- EXERCISE OBJECTIVE
In the entries below, find the line containing "Each instance receives exactly one keypoint. Mark the stone". Copy it and all lines after it, exactly, through the end.

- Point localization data
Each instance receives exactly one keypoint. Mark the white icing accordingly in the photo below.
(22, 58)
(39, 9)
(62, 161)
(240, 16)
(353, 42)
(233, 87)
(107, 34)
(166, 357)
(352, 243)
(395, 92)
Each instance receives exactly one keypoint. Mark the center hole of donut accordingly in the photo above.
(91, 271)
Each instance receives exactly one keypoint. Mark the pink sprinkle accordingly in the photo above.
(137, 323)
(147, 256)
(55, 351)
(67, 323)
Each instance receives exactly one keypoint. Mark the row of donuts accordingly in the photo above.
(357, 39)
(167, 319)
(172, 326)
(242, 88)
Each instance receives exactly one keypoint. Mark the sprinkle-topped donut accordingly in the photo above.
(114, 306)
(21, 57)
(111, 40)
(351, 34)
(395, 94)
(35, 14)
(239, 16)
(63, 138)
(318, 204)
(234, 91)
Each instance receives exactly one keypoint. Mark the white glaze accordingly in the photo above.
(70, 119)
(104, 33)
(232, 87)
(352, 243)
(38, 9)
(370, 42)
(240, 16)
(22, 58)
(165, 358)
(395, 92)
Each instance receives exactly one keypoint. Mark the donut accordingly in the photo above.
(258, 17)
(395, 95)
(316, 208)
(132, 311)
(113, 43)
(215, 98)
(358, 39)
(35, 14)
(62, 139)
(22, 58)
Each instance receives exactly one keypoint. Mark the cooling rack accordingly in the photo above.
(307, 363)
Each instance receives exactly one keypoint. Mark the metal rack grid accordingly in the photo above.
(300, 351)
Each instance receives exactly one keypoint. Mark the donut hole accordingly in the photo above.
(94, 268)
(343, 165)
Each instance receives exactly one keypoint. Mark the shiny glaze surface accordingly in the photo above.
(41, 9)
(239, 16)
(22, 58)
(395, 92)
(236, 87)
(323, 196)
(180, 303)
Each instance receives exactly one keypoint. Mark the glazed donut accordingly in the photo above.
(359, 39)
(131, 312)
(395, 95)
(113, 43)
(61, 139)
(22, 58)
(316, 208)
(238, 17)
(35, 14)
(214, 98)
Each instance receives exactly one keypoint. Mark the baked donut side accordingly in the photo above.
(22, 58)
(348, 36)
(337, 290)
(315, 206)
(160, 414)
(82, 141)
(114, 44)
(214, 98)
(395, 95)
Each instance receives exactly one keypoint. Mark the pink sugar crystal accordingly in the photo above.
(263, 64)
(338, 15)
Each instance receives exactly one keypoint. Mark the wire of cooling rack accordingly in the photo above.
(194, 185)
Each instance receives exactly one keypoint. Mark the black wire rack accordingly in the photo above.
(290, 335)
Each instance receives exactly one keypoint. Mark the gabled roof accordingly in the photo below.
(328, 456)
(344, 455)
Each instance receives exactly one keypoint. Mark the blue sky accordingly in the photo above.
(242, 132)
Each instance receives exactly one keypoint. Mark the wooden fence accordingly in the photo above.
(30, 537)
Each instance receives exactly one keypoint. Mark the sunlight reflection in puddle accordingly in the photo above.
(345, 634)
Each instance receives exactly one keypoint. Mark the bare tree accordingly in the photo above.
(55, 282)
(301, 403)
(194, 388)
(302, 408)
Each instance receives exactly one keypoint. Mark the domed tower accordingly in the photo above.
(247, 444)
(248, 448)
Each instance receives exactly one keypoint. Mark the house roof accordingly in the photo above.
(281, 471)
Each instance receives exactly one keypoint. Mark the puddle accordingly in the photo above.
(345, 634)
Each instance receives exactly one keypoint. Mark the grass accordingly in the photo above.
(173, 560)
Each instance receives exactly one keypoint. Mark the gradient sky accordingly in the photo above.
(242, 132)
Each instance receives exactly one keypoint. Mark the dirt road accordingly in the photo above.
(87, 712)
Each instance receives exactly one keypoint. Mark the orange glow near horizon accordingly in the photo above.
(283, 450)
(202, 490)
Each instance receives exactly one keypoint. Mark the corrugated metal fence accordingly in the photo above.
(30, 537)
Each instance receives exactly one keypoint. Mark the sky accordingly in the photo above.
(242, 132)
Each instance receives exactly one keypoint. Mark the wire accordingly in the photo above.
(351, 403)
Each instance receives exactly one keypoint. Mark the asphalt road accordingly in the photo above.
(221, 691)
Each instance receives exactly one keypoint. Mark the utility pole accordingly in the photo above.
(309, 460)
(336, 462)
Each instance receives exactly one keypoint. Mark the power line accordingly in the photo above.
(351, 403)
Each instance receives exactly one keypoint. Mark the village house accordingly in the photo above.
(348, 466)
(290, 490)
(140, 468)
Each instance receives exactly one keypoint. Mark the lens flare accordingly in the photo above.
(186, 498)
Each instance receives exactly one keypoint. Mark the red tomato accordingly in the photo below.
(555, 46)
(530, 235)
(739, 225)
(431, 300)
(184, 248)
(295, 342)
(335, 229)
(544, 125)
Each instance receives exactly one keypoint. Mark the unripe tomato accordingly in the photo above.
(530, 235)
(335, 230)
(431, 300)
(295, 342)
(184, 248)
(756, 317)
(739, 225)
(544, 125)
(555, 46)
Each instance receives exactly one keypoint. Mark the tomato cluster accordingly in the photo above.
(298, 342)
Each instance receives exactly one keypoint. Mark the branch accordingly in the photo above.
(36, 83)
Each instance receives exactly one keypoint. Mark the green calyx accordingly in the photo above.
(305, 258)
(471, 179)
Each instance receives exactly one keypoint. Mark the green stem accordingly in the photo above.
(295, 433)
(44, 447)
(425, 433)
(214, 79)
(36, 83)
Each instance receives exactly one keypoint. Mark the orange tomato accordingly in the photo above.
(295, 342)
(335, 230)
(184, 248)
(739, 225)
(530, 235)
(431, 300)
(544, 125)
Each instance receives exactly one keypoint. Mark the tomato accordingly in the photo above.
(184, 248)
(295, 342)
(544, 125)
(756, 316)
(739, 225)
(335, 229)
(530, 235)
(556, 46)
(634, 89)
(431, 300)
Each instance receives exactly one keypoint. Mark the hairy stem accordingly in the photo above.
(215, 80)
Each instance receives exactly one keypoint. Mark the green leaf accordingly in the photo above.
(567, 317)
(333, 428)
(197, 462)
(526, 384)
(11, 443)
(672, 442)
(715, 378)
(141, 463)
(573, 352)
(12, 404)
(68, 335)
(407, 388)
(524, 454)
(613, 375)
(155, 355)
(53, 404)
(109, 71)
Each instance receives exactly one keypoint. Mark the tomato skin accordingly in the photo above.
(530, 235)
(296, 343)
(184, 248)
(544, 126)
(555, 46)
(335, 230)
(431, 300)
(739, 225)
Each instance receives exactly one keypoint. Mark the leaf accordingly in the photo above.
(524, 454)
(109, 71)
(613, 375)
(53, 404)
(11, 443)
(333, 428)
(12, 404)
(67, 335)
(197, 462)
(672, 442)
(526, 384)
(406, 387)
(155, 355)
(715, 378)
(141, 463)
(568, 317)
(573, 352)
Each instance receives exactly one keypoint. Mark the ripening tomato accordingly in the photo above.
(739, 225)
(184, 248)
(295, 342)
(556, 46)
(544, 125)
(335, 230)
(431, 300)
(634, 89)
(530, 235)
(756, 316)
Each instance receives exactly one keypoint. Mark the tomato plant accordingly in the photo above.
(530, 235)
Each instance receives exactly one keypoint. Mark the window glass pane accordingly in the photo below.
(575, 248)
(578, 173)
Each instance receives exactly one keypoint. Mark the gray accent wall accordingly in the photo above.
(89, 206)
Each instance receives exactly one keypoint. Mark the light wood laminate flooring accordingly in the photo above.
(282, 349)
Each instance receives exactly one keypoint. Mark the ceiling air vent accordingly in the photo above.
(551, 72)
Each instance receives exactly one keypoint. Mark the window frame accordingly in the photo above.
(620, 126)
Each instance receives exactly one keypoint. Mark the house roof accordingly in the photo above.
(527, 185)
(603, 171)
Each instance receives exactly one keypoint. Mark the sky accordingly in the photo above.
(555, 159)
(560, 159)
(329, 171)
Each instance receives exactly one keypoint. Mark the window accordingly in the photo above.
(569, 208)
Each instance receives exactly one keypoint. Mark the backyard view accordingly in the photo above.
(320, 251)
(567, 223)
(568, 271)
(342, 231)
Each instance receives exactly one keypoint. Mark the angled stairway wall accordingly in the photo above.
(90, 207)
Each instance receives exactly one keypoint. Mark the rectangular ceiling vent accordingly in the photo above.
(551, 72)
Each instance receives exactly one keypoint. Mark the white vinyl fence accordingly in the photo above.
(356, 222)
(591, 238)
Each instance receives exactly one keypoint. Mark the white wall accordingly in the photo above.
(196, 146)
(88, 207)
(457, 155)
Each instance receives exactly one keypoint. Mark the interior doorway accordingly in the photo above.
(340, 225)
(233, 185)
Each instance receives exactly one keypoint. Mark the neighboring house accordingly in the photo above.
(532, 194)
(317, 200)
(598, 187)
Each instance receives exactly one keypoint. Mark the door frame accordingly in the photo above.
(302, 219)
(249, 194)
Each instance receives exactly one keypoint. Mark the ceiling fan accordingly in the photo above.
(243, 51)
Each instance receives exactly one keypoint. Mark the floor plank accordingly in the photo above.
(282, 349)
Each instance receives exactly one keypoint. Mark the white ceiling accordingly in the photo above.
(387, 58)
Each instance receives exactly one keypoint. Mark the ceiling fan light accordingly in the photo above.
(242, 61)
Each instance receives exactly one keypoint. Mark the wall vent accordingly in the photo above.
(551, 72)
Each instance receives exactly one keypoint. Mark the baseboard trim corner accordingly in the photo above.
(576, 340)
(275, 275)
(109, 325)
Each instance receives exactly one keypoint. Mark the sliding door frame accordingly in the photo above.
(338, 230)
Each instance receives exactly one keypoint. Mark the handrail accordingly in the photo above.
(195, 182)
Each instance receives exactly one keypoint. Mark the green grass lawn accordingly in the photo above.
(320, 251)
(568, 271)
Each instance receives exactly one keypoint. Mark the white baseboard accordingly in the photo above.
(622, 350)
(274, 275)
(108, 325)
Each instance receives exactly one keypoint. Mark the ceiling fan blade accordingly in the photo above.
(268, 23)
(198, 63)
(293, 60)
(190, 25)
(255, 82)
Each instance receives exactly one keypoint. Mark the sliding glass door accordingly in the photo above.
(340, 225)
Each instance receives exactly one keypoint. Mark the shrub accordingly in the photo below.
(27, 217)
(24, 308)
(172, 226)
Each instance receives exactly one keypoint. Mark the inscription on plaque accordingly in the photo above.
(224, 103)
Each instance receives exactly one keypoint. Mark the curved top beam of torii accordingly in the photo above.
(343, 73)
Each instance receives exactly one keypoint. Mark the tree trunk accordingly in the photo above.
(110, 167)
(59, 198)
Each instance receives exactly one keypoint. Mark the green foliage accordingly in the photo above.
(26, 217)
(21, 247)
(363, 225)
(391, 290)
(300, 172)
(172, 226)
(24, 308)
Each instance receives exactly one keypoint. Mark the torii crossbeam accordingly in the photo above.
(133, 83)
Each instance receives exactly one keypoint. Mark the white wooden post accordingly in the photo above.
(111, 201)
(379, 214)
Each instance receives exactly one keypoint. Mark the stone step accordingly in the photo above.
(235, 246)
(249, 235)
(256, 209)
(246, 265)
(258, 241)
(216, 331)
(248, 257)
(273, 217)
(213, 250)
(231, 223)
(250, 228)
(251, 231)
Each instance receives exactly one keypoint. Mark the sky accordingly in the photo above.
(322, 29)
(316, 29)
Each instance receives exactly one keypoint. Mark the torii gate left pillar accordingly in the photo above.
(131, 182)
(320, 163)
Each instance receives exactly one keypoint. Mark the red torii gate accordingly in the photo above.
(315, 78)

- TASK ANSWER
Each instance receives exactly one keypoint. Mark the stone step accordingly in the photo above.
(235, 246)
(249, 235)
(256, 209)
(246, 265)
(258, 241)
(216, 331)
(248, 257)
(273, 217)
(213, 250)
(231, 223)
(250, 228)
(251, 231)
Each instance receives exactly one keypoint. Mark the sky accordingly in the photo above.
(322, 29)
(316, 29)
Each instance receives exactly one keypoint. Mark the torii gate left pillar accordingly in the photo above.
(131, 182)
(320, 163)
Each instance receives exactly one keypoint. Mark the red torii gate accordingly in the photo above.
(315, 78)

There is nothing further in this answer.